■ **Task description**:
Rewrite the material from its first line through the line containing "326 256 L 339", changing "white blossom" to "pale blossom" and keeping everything else the same.

■ **Stored records**:
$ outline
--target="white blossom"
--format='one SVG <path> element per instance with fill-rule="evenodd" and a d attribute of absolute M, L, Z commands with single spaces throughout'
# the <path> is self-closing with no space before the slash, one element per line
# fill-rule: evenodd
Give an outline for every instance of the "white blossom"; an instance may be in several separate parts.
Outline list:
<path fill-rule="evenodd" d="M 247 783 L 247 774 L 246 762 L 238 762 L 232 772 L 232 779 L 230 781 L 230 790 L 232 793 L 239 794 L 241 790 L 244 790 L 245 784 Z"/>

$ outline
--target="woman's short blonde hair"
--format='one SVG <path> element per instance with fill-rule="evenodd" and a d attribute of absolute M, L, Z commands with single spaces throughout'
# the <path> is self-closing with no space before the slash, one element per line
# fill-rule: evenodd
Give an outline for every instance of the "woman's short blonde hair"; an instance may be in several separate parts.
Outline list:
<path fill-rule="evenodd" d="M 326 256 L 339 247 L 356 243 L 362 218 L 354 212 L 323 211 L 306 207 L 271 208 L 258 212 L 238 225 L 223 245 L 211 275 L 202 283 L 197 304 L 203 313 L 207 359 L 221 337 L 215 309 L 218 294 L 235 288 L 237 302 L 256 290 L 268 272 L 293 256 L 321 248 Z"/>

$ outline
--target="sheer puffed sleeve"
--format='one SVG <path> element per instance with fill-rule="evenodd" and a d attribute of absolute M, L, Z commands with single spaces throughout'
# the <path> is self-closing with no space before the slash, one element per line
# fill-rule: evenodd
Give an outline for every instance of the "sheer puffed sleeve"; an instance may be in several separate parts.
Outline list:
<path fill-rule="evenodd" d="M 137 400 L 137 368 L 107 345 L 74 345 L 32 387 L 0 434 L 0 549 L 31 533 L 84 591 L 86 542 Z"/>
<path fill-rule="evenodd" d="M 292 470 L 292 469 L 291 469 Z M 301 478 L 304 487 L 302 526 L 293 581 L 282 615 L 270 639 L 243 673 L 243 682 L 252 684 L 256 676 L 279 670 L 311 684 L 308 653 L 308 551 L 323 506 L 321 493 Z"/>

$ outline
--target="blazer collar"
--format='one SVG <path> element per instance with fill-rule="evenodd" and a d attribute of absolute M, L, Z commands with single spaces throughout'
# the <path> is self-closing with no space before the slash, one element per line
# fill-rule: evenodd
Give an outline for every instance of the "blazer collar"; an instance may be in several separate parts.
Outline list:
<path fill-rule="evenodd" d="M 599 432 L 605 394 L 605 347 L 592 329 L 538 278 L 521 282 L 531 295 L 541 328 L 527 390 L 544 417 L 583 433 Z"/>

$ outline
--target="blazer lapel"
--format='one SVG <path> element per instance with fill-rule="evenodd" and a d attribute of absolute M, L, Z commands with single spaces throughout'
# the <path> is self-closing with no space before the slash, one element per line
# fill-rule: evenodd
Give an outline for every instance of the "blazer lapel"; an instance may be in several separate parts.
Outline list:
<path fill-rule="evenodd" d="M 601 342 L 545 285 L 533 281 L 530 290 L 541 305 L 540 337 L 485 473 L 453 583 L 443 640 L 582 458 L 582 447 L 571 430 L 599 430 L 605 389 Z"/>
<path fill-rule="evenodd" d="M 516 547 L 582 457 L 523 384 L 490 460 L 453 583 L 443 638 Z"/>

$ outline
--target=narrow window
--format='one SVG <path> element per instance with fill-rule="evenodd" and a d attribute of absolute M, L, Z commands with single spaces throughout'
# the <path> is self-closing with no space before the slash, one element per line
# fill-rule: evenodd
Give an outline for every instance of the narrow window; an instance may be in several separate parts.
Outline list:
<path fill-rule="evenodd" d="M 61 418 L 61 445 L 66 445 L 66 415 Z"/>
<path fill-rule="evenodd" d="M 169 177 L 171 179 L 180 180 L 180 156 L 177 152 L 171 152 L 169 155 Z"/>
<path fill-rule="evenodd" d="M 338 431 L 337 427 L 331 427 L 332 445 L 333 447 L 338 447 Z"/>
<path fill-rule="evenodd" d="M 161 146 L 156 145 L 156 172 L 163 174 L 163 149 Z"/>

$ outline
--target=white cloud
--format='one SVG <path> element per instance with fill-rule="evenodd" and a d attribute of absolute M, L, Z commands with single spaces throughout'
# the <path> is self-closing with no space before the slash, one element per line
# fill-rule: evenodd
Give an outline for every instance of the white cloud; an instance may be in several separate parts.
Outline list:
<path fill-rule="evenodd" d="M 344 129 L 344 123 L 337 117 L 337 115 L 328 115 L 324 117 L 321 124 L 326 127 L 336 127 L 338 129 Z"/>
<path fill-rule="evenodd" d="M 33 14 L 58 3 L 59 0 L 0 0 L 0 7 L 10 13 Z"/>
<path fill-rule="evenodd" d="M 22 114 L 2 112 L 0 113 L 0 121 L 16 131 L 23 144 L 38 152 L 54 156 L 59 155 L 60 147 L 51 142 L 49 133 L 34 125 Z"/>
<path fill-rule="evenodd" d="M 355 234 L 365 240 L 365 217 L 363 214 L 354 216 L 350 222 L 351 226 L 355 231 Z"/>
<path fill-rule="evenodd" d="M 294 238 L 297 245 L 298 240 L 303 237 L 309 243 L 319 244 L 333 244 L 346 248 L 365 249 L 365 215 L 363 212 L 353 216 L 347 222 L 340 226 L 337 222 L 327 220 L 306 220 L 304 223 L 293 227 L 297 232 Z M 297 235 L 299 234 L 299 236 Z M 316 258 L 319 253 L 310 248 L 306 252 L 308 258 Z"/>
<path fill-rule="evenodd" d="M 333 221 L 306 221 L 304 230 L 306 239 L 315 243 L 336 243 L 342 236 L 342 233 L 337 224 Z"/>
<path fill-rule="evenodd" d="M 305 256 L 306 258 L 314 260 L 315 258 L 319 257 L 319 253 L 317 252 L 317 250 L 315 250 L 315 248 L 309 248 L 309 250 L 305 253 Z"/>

■ **Exercise solution**:
$ outline
--target="pale blossom"
--format='one SVG <path> element per instance with fill-rule="evenodd" and a d attribute of absolute M, L, Z commands with single spaces throughout'
# the <path> is self-closing with no space before the slash, one element per line
# fill-rule: evenodd
Give an outline for every instance of the "pale blossom"; an instance may be in several separate parts.
Outline list:
<path fill-rule="evenodd" d="M 247 783 L 247 774 L 246 762 L 238 762 L 232 772 L 232 779 L 230 781 L 230 790 L 232 793 L 239 794 L 241 790 L 244 790 L 245 784 Z"/>

$ outline
--target="woman's short blonde hair"
--format='one SVG <path> element per instance with fill-rule="evenodd" and a d attribute of absolute M, L, Z commands with single spaces throughout'
# the <path> is self-closing with no space before the slash, one element per line
# fill-rule: evenodd
Give an outline for every instance of the "woman's short blonde hair"; an instance may be in several separate parts.
Outline list:
<path fill-rule="evenodd" d="M 326 256 L 339 247 L 356 243 L 362 218 L 354 212 L 323 211 L 306 207 L 271 208 L 258 212 L 238 225 L 223 245 L 211 275 L 202 283 L 197 304 L 203 313 L 207 359 L 221 337 L 215 309 L 218 294 L 235 288 L 237 302 L 256 290 L 268 272 L 293 256 L 321 248 Z"/>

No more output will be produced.